───── Document passage ─────

Belfast Telegraph

At least 75 care homes in Northern Ireland currently have confirmed coronaviru­s cases

- BY LAUREN HARTE

NORTHERN Ireland’s Public Health Agency (PHA) is currently managing confirmed and suspected outbreaks of Covid-19 in 110 care homes.

It said 75 were confirmed to have had the virus and the remaining 35 were suspected cases. Another 16 homes no longer had the virus, it was also revealed.

PHA chief executive Olive Macleod revealed the figures while giving evidence to Stormont’s Health Committee yesterday.

It met as it was revealed that 36 out of 38 residents at one Northern Ireland care home have tested positive for coronaviru­s.

BBC Radio Ulster’s Nolan

Show also reported another nursing home where 29 residents out of 49 have tested positive and a third home where 36 residents out of 72 contracted the virus.

Meanwhile, 17 residents at Ringduffer­in Nursing Home in Co Down have died since the beginning of the Covid-19 outbreak.

Official statistics show there were 158 deaths of care home residents linked to the virus up to April 24.

And it has been claimed that up to 20 staff at Muckamore Abbey Hospital have tested positive for coronaviru­s.

Ms Macleod was quizzed by MLAS on the rising number of infections in care homes here and whether that informatio­n is being shared with families. She said the PHA was satisfied that it is actively monitoring the situation within care homes every day, adding that every care home has a plan to deal with infections.

In total 16 care homes have had outbreaks concluded since the start of the pandemic while since March 16, 126 acute respirator­y outbreaks have been reported to the PHA.

───── Data section ─────

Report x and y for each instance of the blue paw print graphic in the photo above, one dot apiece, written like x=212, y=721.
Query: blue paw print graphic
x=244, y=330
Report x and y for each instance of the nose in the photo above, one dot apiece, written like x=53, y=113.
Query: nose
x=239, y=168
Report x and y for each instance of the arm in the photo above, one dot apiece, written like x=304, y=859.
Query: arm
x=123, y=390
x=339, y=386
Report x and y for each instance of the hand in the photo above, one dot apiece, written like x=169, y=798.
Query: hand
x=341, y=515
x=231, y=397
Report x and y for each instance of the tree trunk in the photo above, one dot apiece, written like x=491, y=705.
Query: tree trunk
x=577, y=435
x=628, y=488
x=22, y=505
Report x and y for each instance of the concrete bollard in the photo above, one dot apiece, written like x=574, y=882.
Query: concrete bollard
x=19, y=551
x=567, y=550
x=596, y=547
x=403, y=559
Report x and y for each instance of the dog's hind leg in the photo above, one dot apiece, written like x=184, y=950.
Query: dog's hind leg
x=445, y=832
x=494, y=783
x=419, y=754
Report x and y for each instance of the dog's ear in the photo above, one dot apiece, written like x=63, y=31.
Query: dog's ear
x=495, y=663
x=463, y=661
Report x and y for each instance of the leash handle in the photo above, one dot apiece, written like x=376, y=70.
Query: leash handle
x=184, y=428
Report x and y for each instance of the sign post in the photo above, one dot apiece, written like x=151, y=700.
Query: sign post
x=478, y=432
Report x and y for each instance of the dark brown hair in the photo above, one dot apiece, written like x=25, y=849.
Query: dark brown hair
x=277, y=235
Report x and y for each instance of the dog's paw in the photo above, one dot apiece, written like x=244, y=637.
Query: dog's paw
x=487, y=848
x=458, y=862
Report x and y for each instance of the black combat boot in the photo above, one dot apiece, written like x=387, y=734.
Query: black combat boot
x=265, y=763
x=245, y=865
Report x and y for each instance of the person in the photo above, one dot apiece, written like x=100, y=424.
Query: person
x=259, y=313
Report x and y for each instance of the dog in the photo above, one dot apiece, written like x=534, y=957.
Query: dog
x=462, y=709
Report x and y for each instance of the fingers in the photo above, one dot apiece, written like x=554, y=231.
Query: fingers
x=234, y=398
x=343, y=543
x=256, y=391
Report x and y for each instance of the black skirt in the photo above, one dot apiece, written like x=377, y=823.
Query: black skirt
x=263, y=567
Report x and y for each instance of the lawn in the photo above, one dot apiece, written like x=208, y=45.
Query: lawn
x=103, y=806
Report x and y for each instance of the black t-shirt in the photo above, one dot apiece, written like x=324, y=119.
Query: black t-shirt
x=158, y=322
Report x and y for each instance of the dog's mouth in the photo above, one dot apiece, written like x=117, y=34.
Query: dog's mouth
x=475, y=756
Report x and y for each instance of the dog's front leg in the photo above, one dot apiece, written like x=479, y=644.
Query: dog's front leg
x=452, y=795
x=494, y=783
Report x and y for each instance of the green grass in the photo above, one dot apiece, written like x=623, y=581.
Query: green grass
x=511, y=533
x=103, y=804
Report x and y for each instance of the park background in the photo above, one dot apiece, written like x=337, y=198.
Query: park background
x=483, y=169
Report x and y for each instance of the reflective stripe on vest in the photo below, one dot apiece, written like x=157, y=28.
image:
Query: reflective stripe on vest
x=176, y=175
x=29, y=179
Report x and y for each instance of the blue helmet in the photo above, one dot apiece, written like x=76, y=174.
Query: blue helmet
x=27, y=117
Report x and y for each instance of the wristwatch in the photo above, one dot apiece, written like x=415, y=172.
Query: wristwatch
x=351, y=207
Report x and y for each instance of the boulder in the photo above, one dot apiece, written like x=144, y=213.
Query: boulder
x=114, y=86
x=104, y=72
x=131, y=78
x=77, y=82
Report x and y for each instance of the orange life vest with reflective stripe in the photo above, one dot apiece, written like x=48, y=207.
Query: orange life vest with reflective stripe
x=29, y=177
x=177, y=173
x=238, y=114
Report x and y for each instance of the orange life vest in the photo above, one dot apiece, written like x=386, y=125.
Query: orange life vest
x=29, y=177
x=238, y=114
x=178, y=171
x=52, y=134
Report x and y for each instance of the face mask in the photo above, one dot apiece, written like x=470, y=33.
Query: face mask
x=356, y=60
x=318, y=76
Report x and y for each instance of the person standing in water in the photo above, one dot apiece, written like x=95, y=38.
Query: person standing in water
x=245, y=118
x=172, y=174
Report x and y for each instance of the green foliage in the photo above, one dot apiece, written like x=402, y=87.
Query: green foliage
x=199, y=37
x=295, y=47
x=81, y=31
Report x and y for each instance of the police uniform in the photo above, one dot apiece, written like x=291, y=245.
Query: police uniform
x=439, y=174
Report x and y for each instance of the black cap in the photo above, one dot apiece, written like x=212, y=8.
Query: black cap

─────

## Problem set:
A) Reproduce the care home coronavirus report from "Ms Macleod was" up to and including "deal with infections.", substituting "daily" for "every day".
B) Pick up the care home coronavirus report after its last sentence and carry it forward.

## Answers below:
A)
Ms Macleod was quizzed by MLAS on the rising number of infections in care homes here and whether that informatio­n is being shared with families. She said the PHA was satisfied that it is actively monitoring the situation within care homes daily, adding that every care home has a plan to deal with infections.

B)
An outbreak will have concluded following a deep clean of a facility and 14 days after the last symptom of the disease with a resident, Ms Macleod explained.

She said: “All outbreaks must be reported to the Public Health Agency. Coronaviru­s is a reportable infection. On a daily basis every home must advise us if they believe they have patients with respirator­y symptoms.

“If anybody has a respirator­y illness they are swabbed. If there are two or more, everybody in the home is swabbed including staff.

“On a daily basis we monitor and speak to that home and provide them with advice and support until the outbreak is over.

“The outbreak is only over when it has been 14 days since the last symptom.

“That home must have a terminal clean and only then will it be declared free of Covid-19 and allowed to take new patients.”

Ms Macleod said where there is an outbreak within a care home this should be communicat­ed by management to family members of the residents and that they cannot visit to limit the spread of infection.

“There is flu every year and families are notified and the way we contain any spread of infection is to contain visiting and making sure there are good infection controls in that home.”

Director of Public Health, Professor Hugo van Woerden told the committee that there is “intensive” communicat­ion between the PHA and more than 100 care homes across NI. He added that once an infection gets inside a home it is “remarkably difficult to eradicate because homes are built to be homely, rather than built to be fortresses”.